Me'mün
Kısaca: Me'mün Abbasi halifelerinin yedincisi. Halife Harun Reşid'in oğludur. 786'da Bağdat yakınlarındaki Yasisiye'de doğdu. Annesi Meracil adlı bir cariyedir. Küçük yaşta devrin Ünlü alimlerinden ilim tahsiline başlayıp, onların terbiyesiyle yetiştirildi. Arap edebiyatı, fıkıh, hadis ve diğer yüksek İslami ilimleri öğrenip, ihtisas sahibi oldu. ...devamı ☟
813'te ağabeyi Muhammed Emin'den sonra halife oldu. Saltanatının ilk yılları isyanlarla geçti. Devrindeki en önemli isyan batıl itikad sahibi Hurremilerin Babek liderliğinde ayaklanmaları idi. Ancak birbiri arkasından gönderilen kuvvetler esaslı bir başarı elde edip, Babek'e kesin darbeyi indiremediler. Bu arada diğer bazı isyanların da çıkması Babek'in El-Bazz ve civarına hakim olmasının kabullenilmesine sebep oldu ve bu hadise uzun yıllar devleti meşgul etti.

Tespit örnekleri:
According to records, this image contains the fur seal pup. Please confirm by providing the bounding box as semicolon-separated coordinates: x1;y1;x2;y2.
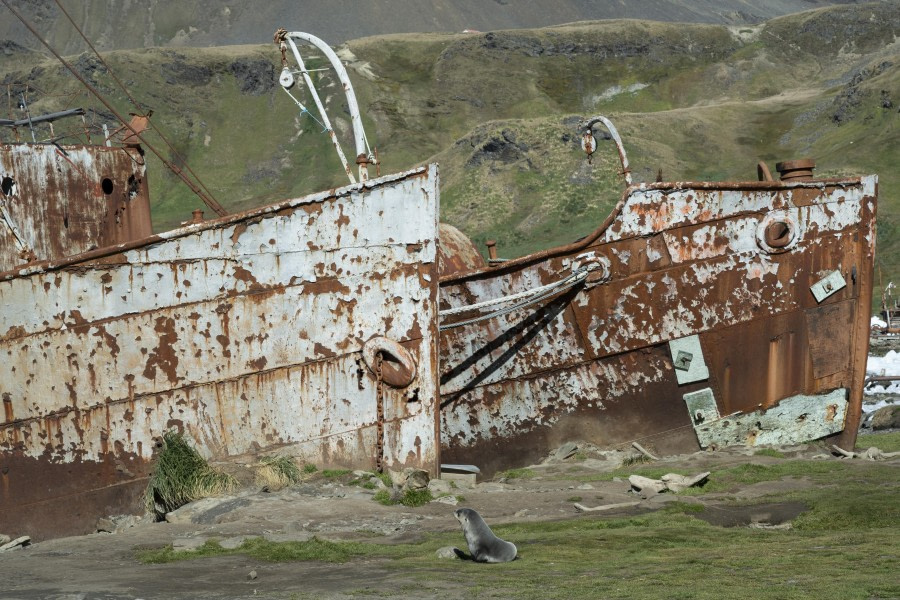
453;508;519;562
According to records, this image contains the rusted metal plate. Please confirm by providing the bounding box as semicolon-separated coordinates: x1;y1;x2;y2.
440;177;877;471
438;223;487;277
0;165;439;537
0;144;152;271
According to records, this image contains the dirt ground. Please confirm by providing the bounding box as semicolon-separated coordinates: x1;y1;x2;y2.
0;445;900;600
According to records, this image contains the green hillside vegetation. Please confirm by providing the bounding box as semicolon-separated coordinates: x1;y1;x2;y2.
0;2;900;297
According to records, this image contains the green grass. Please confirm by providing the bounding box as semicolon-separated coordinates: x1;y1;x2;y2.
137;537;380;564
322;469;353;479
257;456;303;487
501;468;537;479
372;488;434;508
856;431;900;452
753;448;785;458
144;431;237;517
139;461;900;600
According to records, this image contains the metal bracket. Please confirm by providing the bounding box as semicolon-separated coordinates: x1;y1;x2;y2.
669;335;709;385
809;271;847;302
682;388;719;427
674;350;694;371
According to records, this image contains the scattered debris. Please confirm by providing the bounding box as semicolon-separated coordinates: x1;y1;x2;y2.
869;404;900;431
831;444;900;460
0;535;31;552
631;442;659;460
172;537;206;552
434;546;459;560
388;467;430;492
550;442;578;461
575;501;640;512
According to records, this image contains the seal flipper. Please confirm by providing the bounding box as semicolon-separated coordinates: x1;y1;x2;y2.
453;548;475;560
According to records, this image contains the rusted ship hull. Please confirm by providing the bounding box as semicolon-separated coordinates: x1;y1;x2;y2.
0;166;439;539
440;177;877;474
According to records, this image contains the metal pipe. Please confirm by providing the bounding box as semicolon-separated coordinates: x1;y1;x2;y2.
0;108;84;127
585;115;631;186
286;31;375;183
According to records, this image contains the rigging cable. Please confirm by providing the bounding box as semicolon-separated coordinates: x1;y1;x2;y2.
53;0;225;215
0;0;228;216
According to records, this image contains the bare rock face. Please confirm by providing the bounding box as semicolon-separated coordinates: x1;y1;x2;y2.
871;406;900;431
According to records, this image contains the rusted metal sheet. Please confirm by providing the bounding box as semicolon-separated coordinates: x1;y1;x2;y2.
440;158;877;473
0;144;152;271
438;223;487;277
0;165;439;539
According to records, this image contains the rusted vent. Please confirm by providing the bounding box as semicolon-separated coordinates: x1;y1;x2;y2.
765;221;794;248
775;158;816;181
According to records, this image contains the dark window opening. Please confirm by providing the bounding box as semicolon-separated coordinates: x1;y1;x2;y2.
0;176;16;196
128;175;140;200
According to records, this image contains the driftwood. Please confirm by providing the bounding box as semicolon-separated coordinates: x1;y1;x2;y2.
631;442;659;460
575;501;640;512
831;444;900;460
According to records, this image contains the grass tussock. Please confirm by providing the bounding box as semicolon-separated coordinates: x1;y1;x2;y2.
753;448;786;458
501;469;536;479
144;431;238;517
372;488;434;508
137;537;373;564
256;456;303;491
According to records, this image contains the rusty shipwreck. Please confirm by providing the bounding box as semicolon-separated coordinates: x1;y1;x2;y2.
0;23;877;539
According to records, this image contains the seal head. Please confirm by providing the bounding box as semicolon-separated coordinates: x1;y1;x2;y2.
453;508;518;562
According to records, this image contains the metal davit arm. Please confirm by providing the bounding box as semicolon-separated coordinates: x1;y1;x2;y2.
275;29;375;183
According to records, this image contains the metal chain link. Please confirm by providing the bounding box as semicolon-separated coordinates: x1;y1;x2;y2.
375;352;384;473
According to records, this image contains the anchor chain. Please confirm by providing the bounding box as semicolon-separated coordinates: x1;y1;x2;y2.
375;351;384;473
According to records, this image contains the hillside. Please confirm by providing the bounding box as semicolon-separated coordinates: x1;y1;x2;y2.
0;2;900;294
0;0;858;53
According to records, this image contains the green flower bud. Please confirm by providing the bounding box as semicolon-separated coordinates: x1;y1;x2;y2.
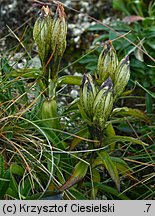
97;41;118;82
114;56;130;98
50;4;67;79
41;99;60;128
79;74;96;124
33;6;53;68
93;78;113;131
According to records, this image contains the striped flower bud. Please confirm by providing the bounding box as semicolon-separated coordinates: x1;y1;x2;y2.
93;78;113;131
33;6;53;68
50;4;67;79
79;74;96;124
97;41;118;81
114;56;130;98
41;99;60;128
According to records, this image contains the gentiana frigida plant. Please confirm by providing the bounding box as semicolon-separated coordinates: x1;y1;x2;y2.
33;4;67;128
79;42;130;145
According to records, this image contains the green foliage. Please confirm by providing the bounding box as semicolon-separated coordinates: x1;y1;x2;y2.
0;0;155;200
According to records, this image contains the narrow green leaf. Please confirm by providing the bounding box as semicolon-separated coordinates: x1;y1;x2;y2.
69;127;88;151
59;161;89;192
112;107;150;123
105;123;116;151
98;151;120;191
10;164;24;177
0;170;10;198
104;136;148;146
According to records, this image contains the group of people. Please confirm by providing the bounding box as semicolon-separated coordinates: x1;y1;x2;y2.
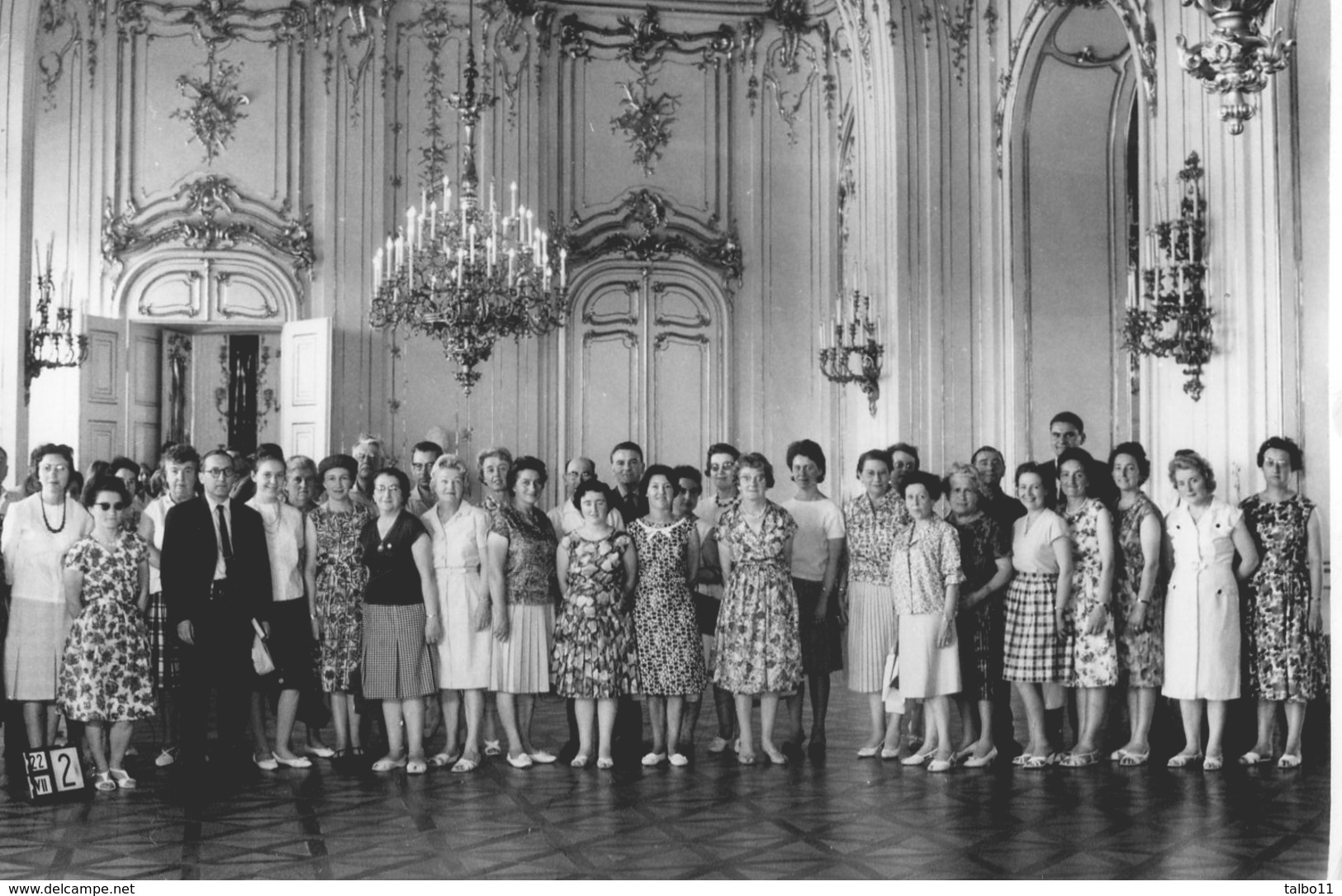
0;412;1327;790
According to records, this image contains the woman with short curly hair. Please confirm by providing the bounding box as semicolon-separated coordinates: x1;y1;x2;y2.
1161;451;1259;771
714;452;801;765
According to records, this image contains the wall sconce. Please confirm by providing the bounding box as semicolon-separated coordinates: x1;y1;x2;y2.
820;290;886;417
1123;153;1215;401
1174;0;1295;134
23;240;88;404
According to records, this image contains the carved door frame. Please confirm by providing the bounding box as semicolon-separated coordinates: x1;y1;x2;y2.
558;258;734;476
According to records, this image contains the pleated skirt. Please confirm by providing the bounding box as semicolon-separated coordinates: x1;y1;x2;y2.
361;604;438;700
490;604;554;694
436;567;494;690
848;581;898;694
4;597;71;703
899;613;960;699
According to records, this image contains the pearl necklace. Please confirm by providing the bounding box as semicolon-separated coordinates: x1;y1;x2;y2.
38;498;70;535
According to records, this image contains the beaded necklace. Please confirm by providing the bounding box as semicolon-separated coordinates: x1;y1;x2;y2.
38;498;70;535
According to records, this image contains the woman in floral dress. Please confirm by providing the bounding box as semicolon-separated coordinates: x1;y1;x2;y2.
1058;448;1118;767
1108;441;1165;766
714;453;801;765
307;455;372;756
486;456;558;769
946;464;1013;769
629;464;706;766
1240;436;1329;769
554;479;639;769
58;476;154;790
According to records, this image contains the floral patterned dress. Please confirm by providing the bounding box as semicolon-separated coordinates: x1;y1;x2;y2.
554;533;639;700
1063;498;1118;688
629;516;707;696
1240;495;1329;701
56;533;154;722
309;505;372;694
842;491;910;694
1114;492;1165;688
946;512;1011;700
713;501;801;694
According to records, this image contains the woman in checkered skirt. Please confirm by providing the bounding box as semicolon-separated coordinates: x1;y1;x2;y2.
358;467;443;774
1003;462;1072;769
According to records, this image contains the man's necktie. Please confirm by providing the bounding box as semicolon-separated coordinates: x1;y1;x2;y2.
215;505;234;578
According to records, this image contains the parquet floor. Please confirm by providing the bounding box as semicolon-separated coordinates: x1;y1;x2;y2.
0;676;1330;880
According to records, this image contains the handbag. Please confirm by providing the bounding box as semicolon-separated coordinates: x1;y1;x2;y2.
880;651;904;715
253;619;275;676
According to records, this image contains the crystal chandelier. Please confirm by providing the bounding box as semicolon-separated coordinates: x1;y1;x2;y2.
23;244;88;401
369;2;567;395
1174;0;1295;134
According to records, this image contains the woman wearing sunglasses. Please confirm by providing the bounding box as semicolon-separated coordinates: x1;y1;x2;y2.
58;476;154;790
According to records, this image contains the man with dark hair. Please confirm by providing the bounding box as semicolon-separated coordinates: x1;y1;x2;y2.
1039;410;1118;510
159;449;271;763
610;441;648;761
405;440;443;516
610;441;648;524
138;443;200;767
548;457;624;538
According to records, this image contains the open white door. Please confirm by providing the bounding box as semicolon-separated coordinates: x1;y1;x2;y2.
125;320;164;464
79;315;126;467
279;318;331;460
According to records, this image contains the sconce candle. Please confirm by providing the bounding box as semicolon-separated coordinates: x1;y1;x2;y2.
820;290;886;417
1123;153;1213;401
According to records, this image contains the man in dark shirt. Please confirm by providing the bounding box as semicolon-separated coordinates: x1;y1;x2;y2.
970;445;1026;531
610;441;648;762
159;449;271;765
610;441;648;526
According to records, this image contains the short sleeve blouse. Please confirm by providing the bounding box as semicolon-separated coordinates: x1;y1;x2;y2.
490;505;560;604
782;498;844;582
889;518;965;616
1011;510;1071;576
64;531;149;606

• Görev 1
Aşağıdaki ifadelerin Me'mün hakkındaki metinle uyuşup uyuşmadığını belirtin. Her biri için evet ya da hayır deyin ve karara esas olan metin ifadesini aynen alıntılayın.
(a) Me'mün 786'da Bağdat'ta doğdu.
(b) Me'mün'ün annesi Meracil adlı bir cariyedir.
(c) Babek'in üzerine gönderilen kuvvetler ona kesin darbeyi indirdi.
• Görev 2
Me'mün hakkındaki metinde adı geçen bütün kişileri sıralayın.
• Görev 3
Me'mün hakkındaki metni son cümlesinden sonra devam ettirerek yazın.

• Cevap 1
(a) Hayır: "786'da Bağdat yakınlarındaki Yasisiye'de doğdu."
(b) Evet: "Annesi Meracil adlı bir cariyedir."
(c) Hayır: "Ancak birbiri arkasından gönderilen kuvvetler esaslı bir başarı elde edip, Babek'e kesin darbeyi indiremediler."

• Cevap 2
Me'mün, Harun Reşid, Meracil, Muhammed Emin, Babek

• Cevap 3
813'te El-Cezire Araplarını etrafında toplayan Nasr bin Şebeş ve 820'de Mısır hakimi Ubeydullah İsyanlarını bastıran Me'mun, Bizans hakimiyetinde bulunan Anadolu'ya karşı gaza hareketine girişti. Bizans hudut boylarına Sugur ve Avasım adıyla akıncılar gönderdi. 830'da bizzat Anadolu seferine çıktı. Tarsus'a gelip, etraftaki kaleleri fethettirdi. 830 Temmuzundan, Eylül ayının ortalarına kadar Anadolu topraklarında kalan Me'mun, kışı geçirmek için Suriye'ye döndü. Me'mun, Suriye şehirlerinden Dımaşk'a çekilmesiyle Bizans Kayseri Theophlis, 731'de Torosları aşarak, Tarsus'a girdi ve 2000'i aşkın Müslümanı kılıçtan geçirip, 7000'ini esir etti. Halife Me'mun esirlerin iadesini isteyip, sefere hazırlandı. 831 Temmuzunda Anadolu'ya girdi. Torosları Külek Boğazından geçerek, Ereğli'ye geldi. Ereğli Kalesini teslim aldı. Oğlu Abbas'ı Bizans Kayserini bulmakla vazifelendirdi. Abbas, Niğde ile Aksaray arasındaki Melendiz bölgesini fethetti. Niğde yakınlarında Bizans Kayseri Theophlis'i mağlup etti. Theophlis, yüz bin dinar vermek, yedi bin Müslüman esiri iade etmek şartıyla beş yıllık mütareke istedi. Me'mun kabul etmeyip, kışı geçirmek için Dımaşk'a döndü. Anadolu'da fetihlerde bulunup, Abbasi hakimiyetini kuvvetlendirmek için, fethedilen Bizans arazilerine Müslüman nüfusu yerleştirmek istedi. 833 yılında Anadolu'dayken Pozantı Suyu kenarında hastalandı. 9 Ağustos 833'te ordugahında vefat etti. Tarsus'ta defnedildi. Vasiyeti üzerine, küçük kardeşi Mu'tasım bin Harun, Abbasi halifesi oldu.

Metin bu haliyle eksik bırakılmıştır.